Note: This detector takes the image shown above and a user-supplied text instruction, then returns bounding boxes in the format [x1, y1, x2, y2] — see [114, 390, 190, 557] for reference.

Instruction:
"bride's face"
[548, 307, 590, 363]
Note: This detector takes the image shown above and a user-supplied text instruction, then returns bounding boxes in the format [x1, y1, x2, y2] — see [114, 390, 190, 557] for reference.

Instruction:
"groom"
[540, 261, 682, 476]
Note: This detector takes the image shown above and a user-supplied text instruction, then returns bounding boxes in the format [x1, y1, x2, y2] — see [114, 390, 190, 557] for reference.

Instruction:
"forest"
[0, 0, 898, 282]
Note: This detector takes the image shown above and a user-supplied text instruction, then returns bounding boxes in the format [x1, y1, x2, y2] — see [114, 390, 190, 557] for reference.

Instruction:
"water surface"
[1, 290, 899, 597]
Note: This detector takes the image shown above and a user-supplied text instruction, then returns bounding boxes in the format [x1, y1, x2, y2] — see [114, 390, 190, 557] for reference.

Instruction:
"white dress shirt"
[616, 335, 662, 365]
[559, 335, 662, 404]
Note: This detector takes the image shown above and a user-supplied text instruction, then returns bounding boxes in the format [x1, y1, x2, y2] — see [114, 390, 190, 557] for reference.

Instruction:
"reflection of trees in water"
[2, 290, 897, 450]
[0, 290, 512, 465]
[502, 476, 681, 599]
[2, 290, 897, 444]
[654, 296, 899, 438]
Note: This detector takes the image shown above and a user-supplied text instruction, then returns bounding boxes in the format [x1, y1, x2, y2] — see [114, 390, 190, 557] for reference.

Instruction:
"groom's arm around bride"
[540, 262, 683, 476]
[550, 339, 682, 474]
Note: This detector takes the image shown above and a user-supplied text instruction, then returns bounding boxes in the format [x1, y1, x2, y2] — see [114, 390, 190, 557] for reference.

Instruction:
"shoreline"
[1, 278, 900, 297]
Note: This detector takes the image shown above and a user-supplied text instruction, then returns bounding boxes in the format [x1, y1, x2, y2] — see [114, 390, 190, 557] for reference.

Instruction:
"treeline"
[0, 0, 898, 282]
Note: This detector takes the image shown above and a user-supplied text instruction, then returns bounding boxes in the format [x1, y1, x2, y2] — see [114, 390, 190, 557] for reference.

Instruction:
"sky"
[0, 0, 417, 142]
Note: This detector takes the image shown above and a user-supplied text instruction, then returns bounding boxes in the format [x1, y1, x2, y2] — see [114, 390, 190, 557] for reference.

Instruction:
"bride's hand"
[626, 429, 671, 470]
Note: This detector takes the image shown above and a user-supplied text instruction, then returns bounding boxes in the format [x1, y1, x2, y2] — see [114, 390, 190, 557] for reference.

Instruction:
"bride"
++++++++++
PROBLEM DETAILS
Would you transcribe every entry exactly, leaving nothing out?

RESULT
Note: This detector takes the image shown above and a user-supplied text instruction, then returns bounding boxes in the format [x1, y1, x2, y2] — see [114, 390, 190, 557] for reference.

Instruction:
"bride's face"
[548, 307, 590, 363]
Note: This detector takes the image shown above and a user-supplied text instruction, then returns bounding boxes in the format [x1, y1, x2, y2] — see [114, 390, 190, 557] for reference.

Instruction:
"groom"
[540, 261, 682, 476]
Note: This detector takes the image shown above and a user-supplied text instruction, then returns bounding boxes in the format [x1, y1, x2, y2] — see [114, 390, 190, 557] for reference.

Instruction:
"forest"
[0, 0, 898, 282]
Note: This detector takes the image shown above and a user-supplied text instruction, then returns bounding boxes in the format [x1, y1, x2, y2] — see [114, 390, 190, 557] for reference.

Instruction:
"water surface"
[1, 290, 899, 597]
Note: This detector takes the image shown above and a user-supplied text instruction, then returns bounding boxes in the format [x1, y1, x2, y2] — see [114, 390, 190, 557] for reference.

Instruction:
"white dress shirt"
[616, 335, 662, 365]
[559, 335, 662, 404]
Note: This detector takes the image shown above and a user-supplied text instruction, then returns bounding boxes in the format [x1, y1, x2, y2] — see [114, 390, 190, 557] for reference.

Instruction:
"reflection of trees in water"
[2, 290, 897, 450]
[0, 290, 512, 465]
[502, 476, 681, 599]
[2, 290, 897, 444]
[654, 296, 899, 438]
Note: This detector takes the image shown above and a user-supplied text instruction, then returns bounding boxes in the format [x1, y1, x2, y2] — see [114, 390, 190, 557] for reference.

Instruction:
"groom's arm around bride"
[540, 262, 683, 476]
[550, 339, 682, 474]
Note: This detector takes the image shown above and a user-supplied text instruction, then returns bounding boxes in the format [x1, y1, x2, y2] — see [114, 390, 190, 557] for reference.

Instruction:
"shoreline"
[1, 278, 900, 297]
Note: This detector takes the image shown above and a user-supplied text instruction, then returns bounding boxes in the format [x1, y1, x2, y2] — see [114, 390, 190, 557] for reference.

Instruction:
"treeline"
[0, 0, 898, 282]
Note: This detector takes the image shown above and a user-supplied text instruction, then returns bounding boxes in the format [x1, y1, x2, y2] — see [114, 390, 190, 557] for reference.

Instruction:
"sky"
[0, 0, 417, 142]
Note: This detector takes the image shown above and a user-supplied text instruction, then returns bounding boxes in the format [x1, y1, x2, y2] — see [114, 390, 190, 557] for reference.

Instruction:
"bride's hand"
[626, 429, 671, 470]
Note: This detector takes the image shown above and a user-supplied text instruction, then returns bounding boxes in the format [x1, y1, x2, y2] — see [114, 390, 190, 557] for reference.

Instruction:
"bride"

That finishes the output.